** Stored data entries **
━━━━━━━━━━━━━━━━━━━━

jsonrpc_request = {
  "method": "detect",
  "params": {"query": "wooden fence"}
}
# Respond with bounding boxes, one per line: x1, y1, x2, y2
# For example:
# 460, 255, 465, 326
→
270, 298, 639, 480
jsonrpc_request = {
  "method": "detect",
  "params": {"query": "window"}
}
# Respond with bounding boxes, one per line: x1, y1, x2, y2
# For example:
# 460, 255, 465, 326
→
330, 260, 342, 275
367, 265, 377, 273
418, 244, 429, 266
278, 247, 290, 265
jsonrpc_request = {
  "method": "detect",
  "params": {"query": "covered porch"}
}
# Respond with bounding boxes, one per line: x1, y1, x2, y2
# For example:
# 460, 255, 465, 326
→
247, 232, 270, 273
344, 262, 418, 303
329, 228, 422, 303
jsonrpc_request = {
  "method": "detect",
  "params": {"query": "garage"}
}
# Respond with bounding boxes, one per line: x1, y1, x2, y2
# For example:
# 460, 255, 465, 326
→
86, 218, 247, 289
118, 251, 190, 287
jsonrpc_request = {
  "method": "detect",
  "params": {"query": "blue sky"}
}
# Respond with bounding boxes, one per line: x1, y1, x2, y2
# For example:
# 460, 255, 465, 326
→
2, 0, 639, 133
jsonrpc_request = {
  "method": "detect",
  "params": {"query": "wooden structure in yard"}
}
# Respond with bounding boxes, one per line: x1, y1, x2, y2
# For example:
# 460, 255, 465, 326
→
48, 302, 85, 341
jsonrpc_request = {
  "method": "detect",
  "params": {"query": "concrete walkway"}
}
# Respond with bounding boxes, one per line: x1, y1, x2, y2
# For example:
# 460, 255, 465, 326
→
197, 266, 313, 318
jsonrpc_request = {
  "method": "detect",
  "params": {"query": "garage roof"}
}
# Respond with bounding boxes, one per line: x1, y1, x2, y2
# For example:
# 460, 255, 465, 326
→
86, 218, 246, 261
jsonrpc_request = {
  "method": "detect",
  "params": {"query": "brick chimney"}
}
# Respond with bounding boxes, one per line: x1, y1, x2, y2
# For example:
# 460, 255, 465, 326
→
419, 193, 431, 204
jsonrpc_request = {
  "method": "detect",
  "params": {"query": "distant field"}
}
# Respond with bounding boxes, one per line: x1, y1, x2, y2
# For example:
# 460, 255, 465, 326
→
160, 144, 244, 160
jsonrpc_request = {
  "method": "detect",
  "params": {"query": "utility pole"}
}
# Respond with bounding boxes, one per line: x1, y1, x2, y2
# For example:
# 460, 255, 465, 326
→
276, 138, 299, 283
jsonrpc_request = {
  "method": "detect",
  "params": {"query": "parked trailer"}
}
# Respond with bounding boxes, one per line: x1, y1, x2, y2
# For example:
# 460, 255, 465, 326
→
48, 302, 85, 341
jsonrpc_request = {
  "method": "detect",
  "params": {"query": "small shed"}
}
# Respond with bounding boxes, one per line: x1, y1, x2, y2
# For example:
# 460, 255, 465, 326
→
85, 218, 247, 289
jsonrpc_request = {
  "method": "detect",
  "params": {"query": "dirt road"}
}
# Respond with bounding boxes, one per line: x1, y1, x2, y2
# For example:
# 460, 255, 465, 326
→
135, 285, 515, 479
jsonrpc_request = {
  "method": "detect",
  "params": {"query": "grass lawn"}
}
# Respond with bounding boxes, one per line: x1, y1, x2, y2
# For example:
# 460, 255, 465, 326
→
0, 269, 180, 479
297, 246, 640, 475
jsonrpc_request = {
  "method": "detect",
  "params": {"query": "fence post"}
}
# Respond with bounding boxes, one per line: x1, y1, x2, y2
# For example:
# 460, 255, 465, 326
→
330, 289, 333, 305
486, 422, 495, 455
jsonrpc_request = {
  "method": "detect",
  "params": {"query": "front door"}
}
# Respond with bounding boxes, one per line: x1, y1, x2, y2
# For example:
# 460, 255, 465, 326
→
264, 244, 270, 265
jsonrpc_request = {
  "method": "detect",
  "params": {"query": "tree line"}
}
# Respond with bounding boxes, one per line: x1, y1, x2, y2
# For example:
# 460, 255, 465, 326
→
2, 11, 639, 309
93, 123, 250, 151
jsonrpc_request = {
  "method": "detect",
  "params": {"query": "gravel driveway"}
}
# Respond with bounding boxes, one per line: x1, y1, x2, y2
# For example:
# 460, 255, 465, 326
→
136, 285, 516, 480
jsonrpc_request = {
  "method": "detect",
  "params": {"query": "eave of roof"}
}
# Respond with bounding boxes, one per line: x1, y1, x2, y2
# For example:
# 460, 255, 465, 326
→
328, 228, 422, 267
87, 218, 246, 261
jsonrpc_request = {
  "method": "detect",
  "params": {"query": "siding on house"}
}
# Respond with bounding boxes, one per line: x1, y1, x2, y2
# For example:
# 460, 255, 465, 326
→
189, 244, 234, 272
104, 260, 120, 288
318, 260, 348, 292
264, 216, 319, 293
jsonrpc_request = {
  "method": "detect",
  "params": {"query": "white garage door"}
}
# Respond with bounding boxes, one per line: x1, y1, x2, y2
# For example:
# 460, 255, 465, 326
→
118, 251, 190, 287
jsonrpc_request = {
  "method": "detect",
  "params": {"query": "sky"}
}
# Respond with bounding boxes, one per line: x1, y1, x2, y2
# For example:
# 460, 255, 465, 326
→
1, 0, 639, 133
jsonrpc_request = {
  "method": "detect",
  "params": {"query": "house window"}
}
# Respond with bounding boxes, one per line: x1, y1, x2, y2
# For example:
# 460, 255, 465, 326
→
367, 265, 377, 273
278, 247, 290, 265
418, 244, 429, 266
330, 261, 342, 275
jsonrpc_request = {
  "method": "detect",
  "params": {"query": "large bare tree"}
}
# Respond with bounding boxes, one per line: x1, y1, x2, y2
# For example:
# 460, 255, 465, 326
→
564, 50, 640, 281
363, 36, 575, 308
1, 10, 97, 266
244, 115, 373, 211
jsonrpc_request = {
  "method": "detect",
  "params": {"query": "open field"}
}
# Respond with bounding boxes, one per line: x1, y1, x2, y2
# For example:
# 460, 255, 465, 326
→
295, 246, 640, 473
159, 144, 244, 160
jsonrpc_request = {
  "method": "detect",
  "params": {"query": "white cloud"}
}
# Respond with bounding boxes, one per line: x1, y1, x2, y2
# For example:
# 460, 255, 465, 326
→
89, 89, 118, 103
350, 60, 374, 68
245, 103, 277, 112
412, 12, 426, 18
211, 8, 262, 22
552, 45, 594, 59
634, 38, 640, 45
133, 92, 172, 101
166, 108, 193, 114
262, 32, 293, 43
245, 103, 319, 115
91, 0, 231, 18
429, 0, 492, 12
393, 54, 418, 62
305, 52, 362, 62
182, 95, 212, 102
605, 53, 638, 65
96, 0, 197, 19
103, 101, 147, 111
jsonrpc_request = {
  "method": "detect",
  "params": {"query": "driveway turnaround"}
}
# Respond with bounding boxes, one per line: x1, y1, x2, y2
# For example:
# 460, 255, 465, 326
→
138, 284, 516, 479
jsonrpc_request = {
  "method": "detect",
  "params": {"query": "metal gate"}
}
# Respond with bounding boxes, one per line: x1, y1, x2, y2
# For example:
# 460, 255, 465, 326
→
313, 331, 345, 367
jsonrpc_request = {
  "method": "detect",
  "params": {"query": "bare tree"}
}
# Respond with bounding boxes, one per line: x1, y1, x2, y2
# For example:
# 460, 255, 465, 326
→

━━━━━━━━━━━━━━━━━━━━

** Problem statement **
Give back each record above exactly as written.

** Task output **
jsonrpc_request = {
  "method": "detect",
  "params": {"query": "wooden fence"}
}
# Respond with bounding boxes, one per line: x1, y1, x2, y2
# For example:
# 460, 255, 465, 326
→
270, 298, 639, 480
jsonrpc_request = {
  "method": "detect",
  "params": {"query": "window"}
}
# Respond with bounding boxes, one per line: x1, y1, x2, y2
# For example:
# 460, 255, 465, 326
→
330, 260, 342, 275
367, 265, 377, 273
418, 244, 429, 266
278, 247, 290, 265
jsonrpc_request = {
  "method": "detect",
  "params": {"query": "covered porch"}
}
# Respond with bounding boxes, one per line: x1, y1, x2, y2
# For example:
# 460, 255, 465, 326
→
247, 232, 270, 273
344, 262, 418, 303
329, 228, 422, 303
jsonrpc_request = {
  "method": "detect",
  "params": {"query": "garage"}
}
# Respond with bounding boxes, one per line: x1, y1, x2, y2
# For example:
# 460, 255, 465, 326
→
86, 218, 247, 289
118, 251, 190, 287
jsonrpc_request = {
  "method": "detect",
  "params": {"query": "blue sky"}
}
# Respond with bounding boxes, one per line: x1, y1, x2, y2
# For example:
# 460, 255, 465, 326
→
2, 0, 639, 133
jsonrpc_request = {
  "method": "detect",
  "params": {"query": "wooden structure in yard"}
}
# Respond with bounding boxes, one per line: x1, y1, x2, y2
# For example:
# 460, 255, 465, 326
→
48, 302, 85, 341
jsonrpc_request = {
  "method": "detect",
  "params": {"query": "concrete walkway"}
}
# Respond with bounding boxes, one per line: x1, y1, x2, y2
# For example:
# 460, 255, 465, 326
→
197, 266, 313, 318
jsonrpc_request = {
  "method": "detect",
  "params": {"query": "garage roof"}
}
# Respond with bounding boxes, one per line: x1, y1, x2, y2
# For example:
# 460, 255, 465, 326
→
86, 218, 246, 261
jsonrpc_request = {
  "method": "detect",
  "params": {"query": "brick chimney"}
}
# Respond with bounding boxes, one per line: x1, y1, x2, y2
# For example:
# 460, 255, 465, 326
→
419, 193, 431, 204
jsonrpc_request = {
  "method": "detect",
  "params": {"query": "distant field"}
}
# Respond with bounding boxes, one per line: x1, y1, x2, y2
# For example:
# 460, 255, 465, 326
→
160, 144, 244, 160
jsonrpc_request = {
  "method": "detect",
  "params": {"query": "utility pole"}
}
# Respond with bounding boxes, one per line: x1, y1, x2, y2
# For example:
# 460, 255, 465, 326
→
276, 138, 299, 283
jsonrpc_request = {
  "method": "detect",
  "params": {"query": "parked trailer"}
}
# Respond with bounding boxes, one per line: x1, y1, x2, y2
# For example:
# 460, 255, 465, 326
→
48, 302, 85, 341
jsonrpc_request = {
  "method": "detect",
  "params": {"query": "small shed"}
}
# Respond with bounding boxes, one per line: x1, y1, x2, y2
# For example:
# 460, 255, 465, 326
→
85, 218, 247, 289
jsonrpc_request = {
  "method": "detect",
  "params": {"query": "dirt road"}
}
# Respond with bounding boxes, one per line: x1, y1, x2, y2
# For example:
# 460, 255, 465, 326
→
135, 285, 515, 479
jsonrpc_request = {
  "method": "detect",
  "params": {"query": "grass lawn"}
}
# Respond with bounding boxes, one per line: x1, y1, x2, y2
# For example:
# 460, 255, 465, 326
→
0, 269, 180, 479
297, 246, 640, 475
jsonrpc_request = {
  "method": "detect",
  "params": {"query": "fence post"}
}
# Respond with bounding boxes, one per line: x1, y1, x2, y2
# For example:
# 460, 255, 465, 326
→
330, 289, 333, 305
486, 422, 495, 455
jsonrpc_request = {
  "method": "detect",
  "params": {"query": "front door"}
}
# Respond with bounding boxes, one per line: x1, y1, x2, y2
# For example:
# 460, 255, 465, 326
→
264, 244, 270, 265
jsonrpc_request = {
  "method": "detect",
  "params": {"query": "tree line"}
}
# Respond with bounding boxes, one per line: x1, y1, x2, y2
# For example:
# 460, 255, 465, 326
→
2, 11, 639, 309
93, 123, 250, 151
jsonrpc_request = {
  "method": "detect",
  "params": {"query": "gravel driveway"}
}
# Respond with bounding boxes, one per line: x1, y1, x2, y2
# For example:
# 460, 255, 465, 326
→
136, 285, 516, 480
jsonrpc_request = {
  "method": "detect",
  "params": {"query": "eave of roof"}
}
# Respond with bounding boxes, one per line: x1, y1, x2, y2
# For example:
# 460, 255, 465, 326
→
328, 228, 422, 267
87, 218, 246, 261
jsonrpc_request = {
  "method": "detect",
  "params": {"query": "siding on house"}
}
# Respond with bounding boxes, one per line: x1, y1, x2, y2
# For example:
# 460, 255, 465, 326
→
189, 244, 234, 272
104, 260, 120, 288
318, 260, 348, 292
264, 216, 319, 293
jsonrpc_request = {
  "method": "detect",
  "params": {"query": "white garage door"}
}
# Respond with bounding boxes, one per line: x1, y1, x2, y2
# For example:
# 460, 255, 465, 326
→
118, 251, 190, 287
jsonrpc_request = {
  "method": "detect",
  "params": {"query": "sky"}
}
# Respond with bounding boxes, one per line: x1, y1, x2, y2
# For example:
# 460, 255, 465, 326
→
1, 0, 639, 133
jsonrpc_request = {
  "method": "detect",
  "params": {"query": "house window"}
}
# Respond with bounding boxes, one per line: x1, y1, x2, y2
# For example:
# 460, 255, 465, 326
→
367, 265, 377, 273
278, 247, 290, 265
418, 244, 429, 266
330, 261, 342, 275
jsonrpc_request = {
  "method": "detect",
  "params": {"query": "large bare tree"}
}
# Respond with bounding boxes, one per line: x1, y1, x2, y2
# For example:
# 460, 255, 465, 326
→
564, 50, 640, 281
363, 36, 575, 308
1, 10, 97, 266
244, 115, 373, 211
jsonrpc_request = {
  "method": "detect",
  "params": {"query": "open field"}
}
# Respond with bounding boxes, one per line: x1, y1, x2, y2
# For example:
# 460, 255, 465, 326
→
295, 246, 640, 473
159, 144, 244, 160
jsonrpc_request = {
  "method": "detect",
  "params": {"query": "white cloud"}
}
# Respond with bounding boxes, one per line: x1, y1, x2, y2
# For example:
# 460, 255, 465, 326
→
89, 89, 118, 103
350, 60, 374, 68
245, 103, 277, 112
412, 12, 426, 18
211, 8, 262, 22
552, 45, 594, 59
634, 38, 640, 45
133, 92, 172, 101
166, 108, 193, 114
262, 32, 293, 43
245, 103, 319, 115
91, 0, 231, 18
429, 0, 492, 12
393, 54, 418, 62
305, 52, 362, 62
182, 95, 212, 102
605, 53, 638, 65
96, 0, 197, 19
103, 101, 147, 111
jsonrpc_request = {
  "method": "detect",
  "params": {"query": "driveway turnaround"}
}
# Respond with bounding boxes, one per line: x1, y1, x2, y2
# For example:
# 460, 255, 465, 326
→
138, 284, 516, 479
jsonrpc_request = {
  "method": "detect",
  "params": {"query": "metal gate"}
}
# Respond with bounding boxes, one per line: x1, y1, x2, y2
# For example:
# 460, 255, 465, 326
→
313, 331, 345, 367
jsonrpc_request = {
  "method": "detect",
  "params": {"query": "bare tree"}
}
# Respond with bounding boxes, one per line: x1, y1, x2, y2
# For example:
# 460, 255, 465, 326
→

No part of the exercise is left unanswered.